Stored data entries

- - -

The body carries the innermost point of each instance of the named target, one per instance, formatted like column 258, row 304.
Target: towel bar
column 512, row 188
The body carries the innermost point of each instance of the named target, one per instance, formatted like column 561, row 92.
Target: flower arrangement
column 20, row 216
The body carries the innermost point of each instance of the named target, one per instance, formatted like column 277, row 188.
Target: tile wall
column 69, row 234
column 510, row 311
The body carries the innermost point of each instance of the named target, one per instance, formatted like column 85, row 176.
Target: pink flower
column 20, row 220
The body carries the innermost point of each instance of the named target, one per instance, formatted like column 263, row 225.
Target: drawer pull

- - -

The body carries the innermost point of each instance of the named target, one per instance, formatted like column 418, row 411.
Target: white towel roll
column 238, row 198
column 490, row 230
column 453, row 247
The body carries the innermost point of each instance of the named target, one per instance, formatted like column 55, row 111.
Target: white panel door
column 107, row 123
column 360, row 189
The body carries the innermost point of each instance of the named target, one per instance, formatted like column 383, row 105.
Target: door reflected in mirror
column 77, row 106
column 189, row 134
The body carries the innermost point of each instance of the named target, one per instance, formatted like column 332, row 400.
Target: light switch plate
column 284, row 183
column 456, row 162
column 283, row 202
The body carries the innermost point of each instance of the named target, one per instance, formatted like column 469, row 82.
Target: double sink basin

- - -

Taking the entries above, write out exactly the lines starting with the line containing "Target: light switch plate" and going on through the line containing "Target: double sink basin", both included, and nothing else.

Target: light switch plate
column 284, row 183
column 456, row 162
column 283, row 202
The body carries the innermost point of each instance of the named target, one per instance, formatted like column 469, row 82.
Target: double sink basin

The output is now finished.